What to work on - Copy out everything from the line containing "Locate tree branch" down to the line containing "37,243,66,255", both included, reproducing each line verbatim.

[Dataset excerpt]
========
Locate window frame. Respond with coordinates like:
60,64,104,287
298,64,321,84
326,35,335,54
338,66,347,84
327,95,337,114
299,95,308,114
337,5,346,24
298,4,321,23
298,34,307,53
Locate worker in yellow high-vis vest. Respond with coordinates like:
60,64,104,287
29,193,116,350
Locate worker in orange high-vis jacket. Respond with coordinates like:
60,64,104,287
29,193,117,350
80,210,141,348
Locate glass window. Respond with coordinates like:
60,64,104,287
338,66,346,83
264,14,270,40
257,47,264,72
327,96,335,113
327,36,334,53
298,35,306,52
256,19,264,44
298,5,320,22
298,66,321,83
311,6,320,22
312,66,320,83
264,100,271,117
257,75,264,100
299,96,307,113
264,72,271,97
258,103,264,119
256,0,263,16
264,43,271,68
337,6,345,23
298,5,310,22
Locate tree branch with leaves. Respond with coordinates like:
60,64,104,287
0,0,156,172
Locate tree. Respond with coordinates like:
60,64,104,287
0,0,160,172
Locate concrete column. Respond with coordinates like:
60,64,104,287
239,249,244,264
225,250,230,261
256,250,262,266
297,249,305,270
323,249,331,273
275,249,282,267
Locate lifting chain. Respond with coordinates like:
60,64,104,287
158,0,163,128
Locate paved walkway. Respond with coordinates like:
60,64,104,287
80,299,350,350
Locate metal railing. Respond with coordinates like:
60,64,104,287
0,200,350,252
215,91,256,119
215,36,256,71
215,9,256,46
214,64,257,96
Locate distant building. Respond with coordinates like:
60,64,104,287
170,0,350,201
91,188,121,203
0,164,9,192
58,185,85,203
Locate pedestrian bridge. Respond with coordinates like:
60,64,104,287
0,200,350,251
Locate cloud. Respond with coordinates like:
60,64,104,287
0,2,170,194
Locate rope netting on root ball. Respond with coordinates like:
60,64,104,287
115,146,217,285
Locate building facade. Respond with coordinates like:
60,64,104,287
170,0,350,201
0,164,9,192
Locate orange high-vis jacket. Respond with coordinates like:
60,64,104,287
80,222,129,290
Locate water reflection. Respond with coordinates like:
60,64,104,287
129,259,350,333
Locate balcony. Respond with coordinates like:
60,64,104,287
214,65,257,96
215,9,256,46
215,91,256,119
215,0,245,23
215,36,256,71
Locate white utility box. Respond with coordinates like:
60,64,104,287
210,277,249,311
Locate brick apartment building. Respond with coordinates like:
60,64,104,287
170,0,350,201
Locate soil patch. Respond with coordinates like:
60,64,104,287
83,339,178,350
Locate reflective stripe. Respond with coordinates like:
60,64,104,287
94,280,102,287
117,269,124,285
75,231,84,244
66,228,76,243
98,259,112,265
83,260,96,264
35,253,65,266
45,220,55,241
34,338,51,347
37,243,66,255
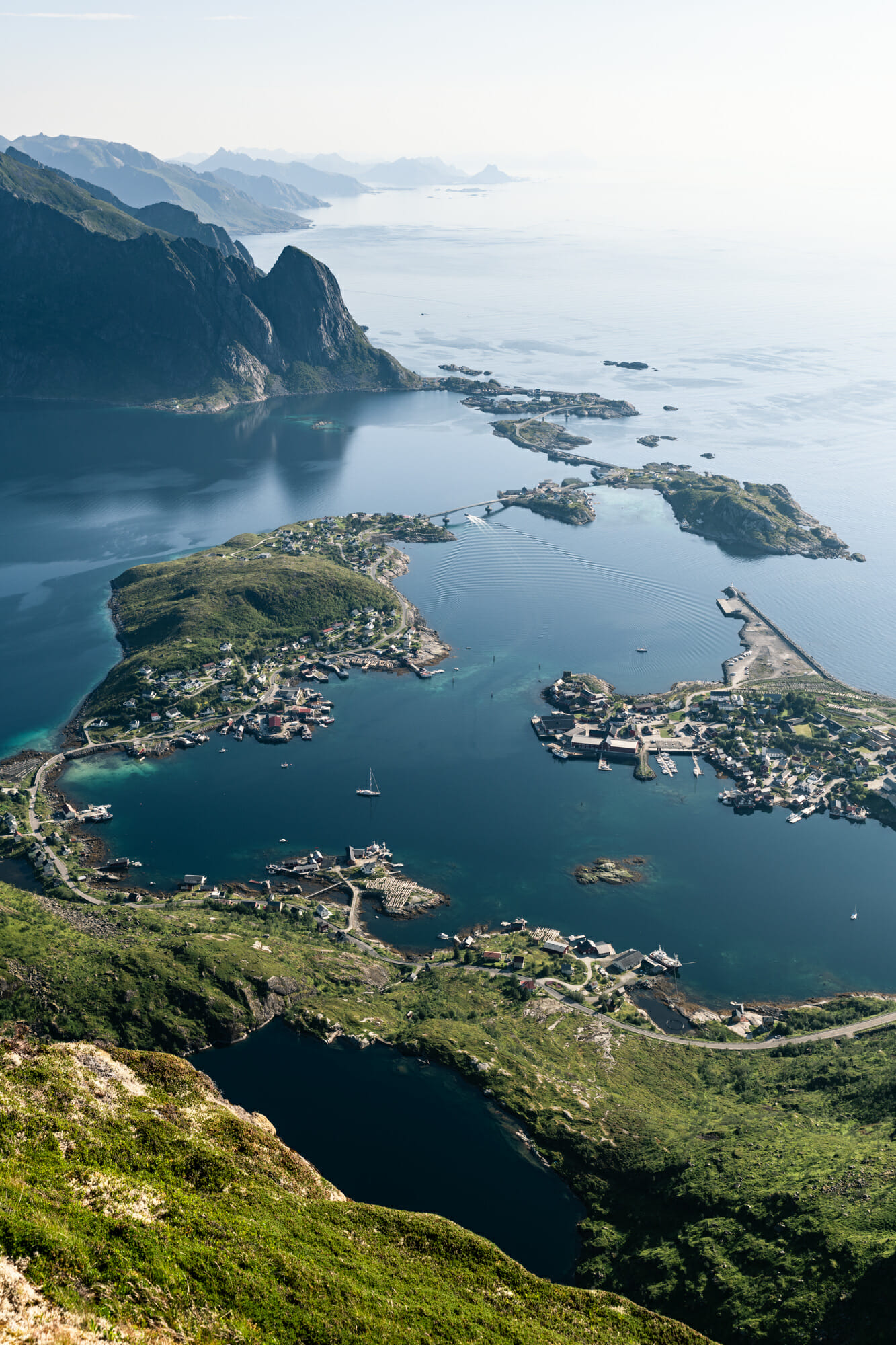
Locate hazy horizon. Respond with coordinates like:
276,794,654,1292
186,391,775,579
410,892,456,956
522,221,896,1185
========
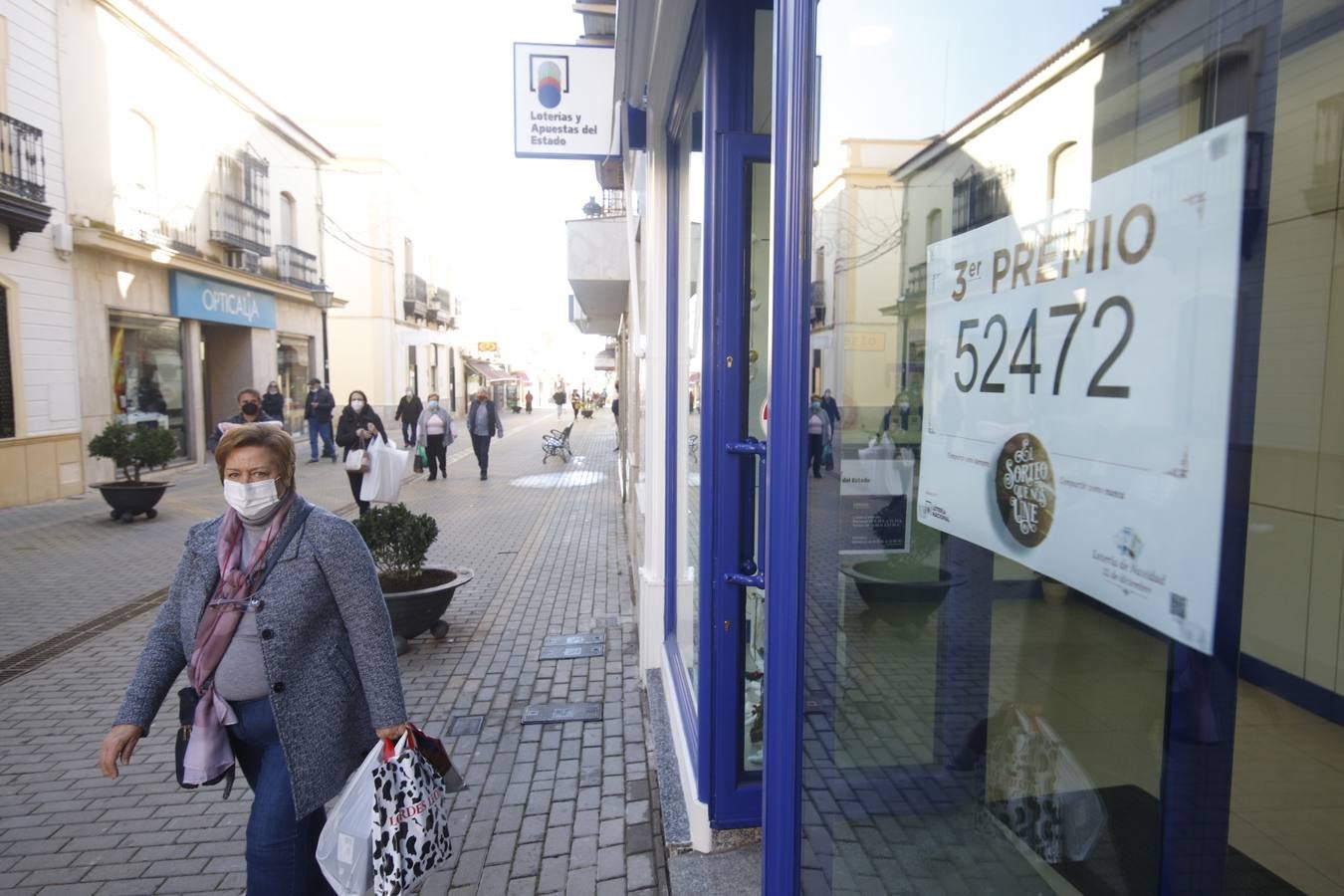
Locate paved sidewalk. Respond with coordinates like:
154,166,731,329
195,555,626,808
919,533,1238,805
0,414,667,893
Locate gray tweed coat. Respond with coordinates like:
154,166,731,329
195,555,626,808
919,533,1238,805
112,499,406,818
========
Right answer -
Locate tree branch with leaves. Respond with coordinates like:
60,64,104,287
0,0,156,172
Locate tree. Respond with coordinates like:
60,64,104,287
0,0,160,172
Locate concrete column. Respond with coordinates like:
60,64,104,287
239,249,244,264
225,250,230,261
256,250,262,266
297,249,305,270
323,249,331,273
275,249,282,267
Locate lifting chain. Respond with coordinates like:
60,64,104,287
158,0,163,128
Locate paved walkway. Respond with coordinates like:
60,64,104,287
80,299,350,350
Locate metal railing. Respond with coordinates like:
60,64,104,287
0,200,350,252
215,91,256,119
215,36,256,71
215,9,256,46
214,64,257,96
Locate distant building. Respond with coordinates like:
60,64,104,287
170,0,350,201
91,188,121,203
0,164,9,192
58,185,85,203
Locate pedestrian bridge. Respond with coordinates like:
60,64,104,287
0,200,350,251
Locate cloud. Respond with coordinates like:
60,64,104,287
0,2,170,194
Locate rope netting on root ball. Respond with coordinates like:
60,64,104,287
115,146,217,285
Locate building facade. Respond with coordinates like:
60,64,104,287
170,0,350,201
0,164,9,192
Locate orange high-vis jacket. Respond with coordinates like:
60,64,104,287
80,222,129,290
Locate water reflection. Respond with coordinates like:
60,64,104,287
129,259,350,333
Locate balcony. Respond with coordinates like:
60,64,104,287
214,65,257,96
215,9,256,46
215,91,256,119
215,0,245,23
215,36,256,71
Locate white utility box. Respond with coordinates like:
60,64,104,287
210,277,249,311
Locate brick apartment building. Respond with coordinates like:
60,64,104,287
170,0,350,201
Locate soil patch. Respond with coordinates like:
60,64,104,287
83,339,178,350
Locate reflective stripe. Respond with coordinates like:
60,64,104,287
94,280,102,287
117,269,124,285
75,231,84,244
66,228,76,243
98,259,112,265
83,260,96,264
35,253,65,266
45,220,55,241
34,338,51,347
37,243,66,255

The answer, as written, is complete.